● **Work required**: Within the listing below, how many lines feature the word "clicks"? Reply with only that number.

=== Begin Enclosure ===

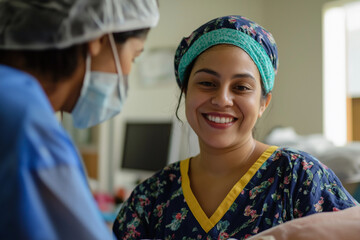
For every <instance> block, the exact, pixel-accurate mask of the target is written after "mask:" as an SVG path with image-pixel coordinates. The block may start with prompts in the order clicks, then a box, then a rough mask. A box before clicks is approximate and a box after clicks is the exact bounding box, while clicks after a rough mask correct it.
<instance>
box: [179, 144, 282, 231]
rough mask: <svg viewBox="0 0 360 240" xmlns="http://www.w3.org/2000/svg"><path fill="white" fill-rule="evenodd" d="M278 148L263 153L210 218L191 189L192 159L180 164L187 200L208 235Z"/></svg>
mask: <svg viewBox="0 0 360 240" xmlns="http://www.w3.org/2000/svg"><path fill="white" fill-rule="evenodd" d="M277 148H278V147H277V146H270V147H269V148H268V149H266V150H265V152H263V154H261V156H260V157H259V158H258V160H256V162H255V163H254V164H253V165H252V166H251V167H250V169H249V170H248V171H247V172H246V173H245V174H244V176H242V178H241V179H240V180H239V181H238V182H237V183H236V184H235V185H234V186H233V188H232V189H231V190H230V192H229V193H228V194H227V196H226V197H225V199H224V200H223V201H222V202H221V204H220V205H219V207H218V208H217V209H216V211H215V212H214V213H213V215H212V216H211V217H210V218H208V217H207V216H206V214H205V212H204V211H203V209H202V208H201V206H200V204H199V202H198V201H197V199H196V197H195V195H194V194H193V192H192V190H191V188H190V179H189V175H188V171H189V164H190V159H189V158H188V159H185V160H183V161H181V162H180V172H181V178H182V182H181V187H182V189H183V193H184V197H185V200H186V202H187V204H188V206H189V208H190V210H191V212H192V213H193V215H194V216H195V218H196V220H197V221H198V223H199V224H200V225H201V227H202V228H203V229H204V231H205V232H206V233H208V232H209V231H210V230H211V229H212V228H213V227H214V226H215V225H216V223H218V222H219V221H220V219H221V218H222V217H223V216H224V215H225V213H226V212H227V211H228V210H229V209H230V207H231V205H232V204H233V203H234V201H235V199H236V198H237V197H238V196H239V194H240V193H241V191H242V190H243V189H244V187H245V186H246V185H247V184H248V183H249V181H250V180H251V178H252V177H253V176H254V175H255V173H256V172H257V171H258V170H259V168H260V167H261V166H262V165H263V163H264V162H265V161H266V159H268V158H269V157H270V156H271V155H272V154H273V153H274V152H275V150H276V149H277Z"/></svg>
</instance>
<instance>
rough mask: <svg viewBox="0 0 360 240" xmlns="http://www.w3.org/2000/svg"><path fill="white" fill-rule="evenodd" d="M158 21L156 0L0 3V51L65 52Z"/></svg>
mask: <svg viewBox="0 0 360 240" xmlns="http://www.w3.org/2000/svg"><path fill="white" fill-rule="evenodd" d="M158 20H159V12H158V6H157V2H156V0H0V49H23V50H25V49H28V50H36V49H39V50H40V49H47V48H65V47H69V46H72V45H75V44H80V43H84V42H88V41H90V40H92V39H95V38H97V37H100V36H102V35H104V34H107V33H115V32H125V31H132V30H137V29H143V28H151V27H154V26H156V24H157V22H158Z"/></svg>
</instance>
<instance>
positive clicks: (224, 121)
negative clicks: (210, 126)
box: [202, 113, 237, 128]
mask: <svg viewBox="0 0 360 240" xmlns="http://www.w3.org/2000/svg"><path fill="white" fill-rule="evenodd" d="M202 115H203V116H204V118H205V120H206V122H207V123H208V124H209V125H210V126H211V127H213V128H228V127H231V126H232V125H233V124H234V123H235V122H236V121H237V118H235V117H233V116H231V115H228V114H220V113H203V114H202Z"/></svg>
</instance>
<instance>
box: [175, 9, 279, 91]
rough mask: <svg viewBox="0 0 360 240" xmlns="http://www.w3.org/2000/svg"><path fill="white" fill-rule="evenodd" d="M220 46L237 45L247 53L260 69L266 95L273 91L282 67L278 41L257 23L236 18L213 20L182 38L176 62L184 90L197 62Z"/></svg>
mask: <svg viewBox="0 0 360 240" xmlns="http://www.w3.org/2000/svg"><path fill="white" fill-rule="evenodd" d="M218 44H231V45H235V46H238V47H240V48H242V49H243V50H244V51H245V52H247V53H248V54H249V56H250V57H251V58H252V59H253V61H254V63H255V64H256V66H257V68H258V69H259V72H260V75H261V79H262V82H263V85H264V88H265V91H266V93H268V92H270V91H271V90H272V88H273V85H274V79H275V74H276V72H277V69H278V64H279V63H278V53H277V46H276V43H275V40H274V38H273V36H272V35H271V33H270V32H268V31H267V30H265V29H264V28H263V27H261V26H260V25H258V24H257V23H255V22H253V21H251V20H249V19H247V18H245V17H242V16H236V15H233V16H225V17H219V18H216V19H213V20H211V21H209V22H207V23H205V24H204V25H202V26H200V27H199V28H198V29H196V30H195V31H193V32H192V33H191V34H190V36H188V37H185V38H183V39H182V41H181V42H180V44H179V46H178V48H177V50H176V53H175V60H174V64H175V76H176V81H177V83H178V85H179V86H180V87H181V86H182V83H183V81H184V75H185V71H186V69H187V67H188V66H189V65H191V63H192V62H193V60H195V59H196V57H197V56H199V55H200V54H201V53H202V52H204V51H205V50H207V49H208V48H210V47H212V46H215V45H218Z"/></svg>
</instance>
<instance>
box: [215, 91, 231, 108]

=== End Enclosure ===

● **Response area**: 3